Extracted records:
[START]

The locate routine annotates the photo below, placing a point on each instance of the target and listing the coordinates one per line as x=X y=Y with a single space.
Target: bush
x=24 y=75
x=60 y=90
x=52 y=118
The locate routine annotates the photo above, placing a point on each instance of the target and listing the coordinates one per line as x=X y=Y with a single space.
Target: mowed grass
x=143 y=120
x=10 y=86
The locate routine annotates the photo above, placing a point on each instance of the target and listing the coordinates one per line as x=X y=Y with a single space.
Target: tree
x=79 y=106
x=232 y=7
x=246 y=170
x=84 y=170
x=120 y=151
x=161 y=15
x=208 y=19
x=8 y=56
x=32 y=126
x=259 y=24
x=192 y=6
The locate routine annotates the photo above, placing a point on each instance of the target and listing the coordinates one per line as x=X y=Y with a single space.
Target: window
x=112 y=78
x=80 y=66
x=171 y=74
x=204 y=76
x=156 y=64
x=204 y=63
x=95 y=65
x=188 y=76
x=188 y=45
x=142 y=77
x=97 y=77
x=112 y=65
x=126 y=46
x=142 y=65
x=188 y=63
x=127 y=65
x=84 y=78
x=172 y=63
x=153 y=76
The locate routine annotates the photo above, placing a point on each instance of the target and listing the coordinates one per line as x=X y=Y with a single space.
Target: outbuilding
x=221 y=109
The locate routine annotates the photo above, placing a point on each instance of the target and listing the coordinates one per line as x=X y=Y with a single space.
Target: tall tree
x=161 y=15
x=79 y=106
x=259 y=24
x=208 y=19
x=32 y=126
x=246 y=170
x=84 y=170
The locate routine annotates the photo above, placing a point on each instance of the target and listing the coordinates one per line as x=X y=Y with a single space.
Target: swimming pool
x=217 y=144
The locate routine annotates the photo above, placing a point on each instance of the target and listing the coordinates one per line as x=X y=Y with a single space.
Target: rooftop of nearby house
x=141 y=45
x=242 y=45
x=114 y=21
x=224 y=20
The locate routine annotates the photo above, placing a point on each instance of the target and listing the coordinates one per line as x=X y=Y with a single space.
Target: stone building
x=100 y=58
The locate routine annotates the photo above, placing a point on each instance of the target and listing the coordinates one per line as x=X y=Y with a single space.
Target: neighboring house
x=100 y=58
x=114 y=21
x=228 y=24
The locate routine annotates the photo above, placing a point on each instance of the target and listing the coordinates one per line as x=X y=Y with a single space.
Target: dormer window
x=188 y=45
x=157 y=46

[END]

Reproduce all of the data above line for line, changing nothing.

The locate routine annotates the photo below, placing a point on each instance of the target and listing the coordinates one per line as x=X y=Y with a single space.
Target: bush
x=24 y=75
x=60 y=90
x=52 y=118
The locate routine annotates the photo above, placing a point on each instance of the target and listing the coordinates one per line as x=X y=Y with a single space.
Target: mowed grass
x=143 y=120
x=10 y=86
The locate routine annotates the photo above, placing a point on each instance of the target and listing the coordinates one per line as x=X y=Y with a single space.
Target: tree
x=79 y=106
x=232 y=7
x=246 y=170
x=84 y=170
x=120 y=151
x=161 y=15
x=208 y=19
x=8 y=56
x=32 y=126
x=259 y=24
x=192 y=6
The locate routine annotates the photo above, placing a point on each instance of the target and listing the coordinates one per line as x=X y=Y with a single space.
Target: window
x=112 y=78
x=80 y=66
x=171 y=74
x=204 y=76
x=156 y=64
x=204 y=63
x=95 y=65
x=188 y=76
x=188 y=45
x=142 y=77
x=97 y=77
x=112 y=65
x=126 y=46
x=142 y=65
x=188 y=63
x=127 y=65
x=84 y=78
x=172 y=63
x=153 y=76
The locate routine annotates the photo above, placing a point on each instance of the target and listing the coordinates one per line as x=X y=Y with a single space.
Target: outbuilding
x=221 y=109
The locate routine annotates the photo above, placing a point on each instance of the target and listing the coordinates one per line as x=X y=Y with a single space.
Target: tall tree
x=161 y=15
x=79 y=106
x=259 y=24
x=208 y=19
x=32 y=126
x=246 y=170
x=84 y=170
The locate routine annotates the photo above, placing a point on each instance of the target and listing the coordinates one per line as x=X y=Y with a single space.
Target: swimming pool
x=217 y=144
The locate routine annotates the photo above, placing a point on each instance of the target and listing the coordinates one per line as x=X y=Y with a single space.
Target: rooftop of nearby house
x=141 y=45
x=242 y=45
x=114 y=21
x=224 y=20
The locate routine annotates the photo above, placing a point on each instance of the target and listing the coordinates one per line as x=X y=Y with a single space.
Target: stone building
x=100 y=58
The locate routine annotates the photo above, placing a point on each instance of the target and listing the coordinates one per line as x=X y=Y with a single space.
Target: neighboring house
x=100 y=58
x=114 y=21
x=228 y=24
The locate routine annotates the photo above, placing a point on each instance of the target and listing the coordinates one per line as x=X y=Y with a single space.
Target: dormer window
x=188 y=45
x=157 y=46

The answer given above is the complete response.